____ Records shown
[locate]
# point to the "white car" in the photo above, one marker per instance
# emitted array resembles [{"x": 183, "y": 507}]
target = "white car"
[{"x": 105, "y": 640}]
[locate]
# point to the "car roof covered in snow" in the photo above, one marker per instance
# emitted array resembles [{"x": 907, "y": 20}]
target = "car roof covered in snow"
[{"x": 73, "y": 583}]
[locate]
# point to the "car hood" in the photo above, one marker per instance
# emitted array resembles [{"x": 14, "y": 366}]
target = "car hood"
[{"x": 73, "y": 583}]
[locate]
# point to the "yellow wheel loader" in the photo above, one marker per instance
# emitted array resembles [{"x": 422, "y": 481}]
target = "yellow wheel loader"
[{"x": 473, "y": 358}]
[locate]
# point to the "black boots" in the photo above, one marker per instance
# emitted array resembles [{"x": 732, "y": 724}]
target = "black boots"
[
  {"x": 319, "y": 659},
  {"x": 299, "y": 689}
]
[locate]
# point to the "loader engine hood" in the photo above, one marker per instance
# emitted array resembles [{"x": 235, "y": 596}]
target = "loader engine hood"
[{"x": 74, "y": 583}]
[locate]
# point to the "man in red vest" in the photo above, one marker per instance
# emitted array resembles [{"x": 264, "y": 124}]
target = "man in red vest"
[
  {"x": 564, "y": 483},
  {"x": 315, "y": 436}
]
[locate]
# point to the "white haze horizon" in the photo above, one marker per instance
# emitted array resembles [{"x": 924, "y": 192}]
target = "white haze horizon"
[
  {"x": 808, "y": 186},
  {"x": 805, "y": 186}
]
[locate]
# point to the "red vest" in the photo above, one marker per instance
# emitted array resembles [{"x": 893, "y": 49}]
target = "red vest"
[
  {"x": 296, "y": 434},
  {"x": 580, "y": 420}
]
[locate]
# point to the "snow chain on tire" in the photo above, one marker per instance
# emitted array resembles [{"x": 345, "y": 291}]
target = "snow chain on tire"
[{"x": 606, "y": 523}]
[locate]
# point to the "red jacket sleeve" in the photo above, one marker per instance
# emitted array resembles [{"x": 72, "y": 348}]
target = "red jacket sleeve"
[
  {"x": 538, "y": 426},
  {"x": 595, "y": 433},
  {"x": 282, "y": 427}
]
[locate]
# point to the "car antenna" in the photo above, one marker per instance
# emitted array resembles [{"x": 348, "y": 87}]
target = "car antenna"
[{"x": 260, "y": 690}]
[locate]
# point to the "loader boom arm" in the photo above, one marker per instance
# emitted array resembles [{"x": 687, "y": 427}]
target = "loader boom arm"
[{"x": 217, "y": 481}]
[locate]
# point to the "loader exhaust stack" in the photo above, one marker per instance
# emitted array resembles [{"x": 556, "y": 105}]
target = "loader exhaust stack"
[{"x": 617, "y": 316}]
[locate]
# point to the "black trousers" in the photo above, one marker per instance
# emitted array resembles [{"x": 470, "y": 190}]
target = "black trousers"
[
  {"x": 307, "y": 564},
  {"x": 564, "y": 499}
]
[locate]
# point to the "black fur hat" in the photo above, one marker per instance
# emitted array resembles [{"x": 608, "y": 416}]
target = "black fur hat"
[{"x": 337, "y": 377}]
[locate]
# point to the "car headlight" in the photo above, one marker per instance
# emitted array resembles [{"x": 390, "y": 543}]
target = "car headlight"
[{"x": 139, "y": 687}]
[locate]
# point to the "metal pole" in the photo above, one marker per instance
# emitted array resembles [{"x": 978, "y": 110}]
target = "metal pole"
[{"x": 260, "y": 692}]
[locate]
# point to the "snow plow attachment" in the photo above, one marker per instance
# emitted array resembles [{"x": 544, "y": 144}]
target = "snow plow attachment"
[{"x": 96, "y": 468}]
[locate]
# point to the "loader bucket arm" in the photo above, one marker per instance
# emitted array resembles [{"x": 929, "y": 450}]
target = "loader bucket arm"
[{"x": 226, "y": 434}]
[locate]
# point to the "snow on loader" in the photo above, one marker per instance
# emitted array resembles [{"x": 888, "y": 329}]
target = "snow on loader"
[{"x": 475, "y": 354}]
________
> _Aim_
Extract the data in full. Keep it word for word.

> _Response to the task_
[locate]
# point to the "white car" in the photo above, one marker per instance
# emitted array resembles [{"x": 183, "y": 507}]
target = "white car"
[{"x": 105, "y": 640}]
[locate]
# point to the "car roof covered in snow" in the photo above, one marker per instance
# emitted array resembles [{"x": 907, "y": 20}]
target = "car roof covered in snow"
[{"x": 73, "y": 583}]
[locate]
# point to the "car hood" in the photo above, one marker per instance
# emitted array resembles [{"x": 14, "y": 366}]
target = "car hood"
[{"x": 73, "y": 583}]
[locate]
# point to the "yellow wheel loader" in the photo above, one marker per instance
# emitted array resembles [{"x": 422, "y": 481}]
target = "yellow wheel loader"
[{"x": 473, "y": 358}]
[locate]
# point to the "black boots" in the photo above, one marker per instance
# emitted array resembles [{"x": 732, "y": 724}]
target = "black boots"
[
  {"x": 319, "y": 659},
  {"x": 299, "y": 689}
]
[locate]
# point to the "loader engine hood" in the photo above, one marker per instance
# emitted array resembles [{"x": 235, "y": 596}]
target = "loader engine hood"
[{"x": 74, "y": 583}]
[locate]
# point to the "man in red vest" in the photo above, one marker per instance
# emitted array resembles [{"x": 264, "y": 124}]
target = "man in red vest"
[
  {"x": 564, "y": 483},
  {"x": 315, "y": 436}
]
[locate]
# point to the "white haze horizon" in the photo above, one marker per instance
# emitted array resembles [{"x": 924, "y": 192}]
target = "white haze horizon"
[
  {"x": 808, "y": 186},
  {"x": 805, "y": 186}
]
[locate]
# point to the "red vest" in the photo above, one marker per instance
# emitted array resembles [{"x": 893, "y": 49}]
target = "red vest"
[
  {"x": 296, "y": 434},
  {"x": 580, "y": 420}
]
[locate]
# point to the "snow chain on tire" in the photo above, one marker per instance
# emitted array resembles [{"x": 345, "y": 291}]
target = "snow chain on tire"
[{"x": 606, "y": 523}]
[locate]
# point to the "red jacket sleeve" in the photo above, one marker per instance
# emitted array resembles [{"x": 72, "y": 348}]
target = "red jacket sleeve"
[
  {"x": 538, "y": 426},
  {"x": 595, "y": 433},
  {"x": 282, "y": 427}
]
[locate]
# point to the "car antenna" in the photo above, one marker per instance
# emitted array resembles [{"x": 348, "y": 87}]
target = "car antenna"
[{"x": 260, "y": 690}]
[locate]
# point to the "loader boom arm" in the photo above, one marker per instance
# emitted array resembles [{"x": 687, "y": 427}]
target = "loader boom arm"
[{"x": 217, "y": 481}]
[locate]
# point to the "loader exhaust stack" in the photo above, one marker per instance
# emitted array resembles [{"x": 556, "y": 105}]
target = "loader exhaust stack"
[{"x": 617, "y": 316}]
[locate]
# point to the "black trousers" in the photo above, one marker per instance
# emitted array resembles [{"x": 470, "y": 190}]
target = "black trousers"
[
  {"x": 307, "y": 564},
  {"x": 564, "y": 499}
]
[locate]
# point to the "black fur hat" in the photo above, one marker per instance
# emitted array resembles [{"x": 608, "y": 416}]
target = "black fur hat"
[{"x": 337, "y": 377}]
[locate]
# point to the "car headlight" in the photo above, one marker per instance
# emitted array resembles [{"x": 390, "y": 543}]
target = "car headlight"
[{"x": 139, "y": 687}]
[locate]
# point to the "metal pole" in the photo above, one marker per instance
# emitted array resembles [{"x": 978, "y": 110}]
target = "metal pole"
[{"x": 260, "y": 692}]
[locate]
# point to the "snow plow attachment" in the photo above, one marker per instance
# emitted array resembles [{"x": 544, "y": 144}]
target = "snow plow attachment"
[{"x": 96, "y": 468}]
[locate]
# point to the "loader bucket arm" in the photo above, one marker per instance
# emitted array resembles [{"x": 929, "y": 450}]
target = "loader bucket arm"
[{"x": 226, "y": 434}]
[locate]
# point to the "snow on loader" in the photo above, one marker per instance
# emitted array resembles [{"x": 888, "y": 329}]
target = "snow on loader"
[{"x": 475, "y": 354}]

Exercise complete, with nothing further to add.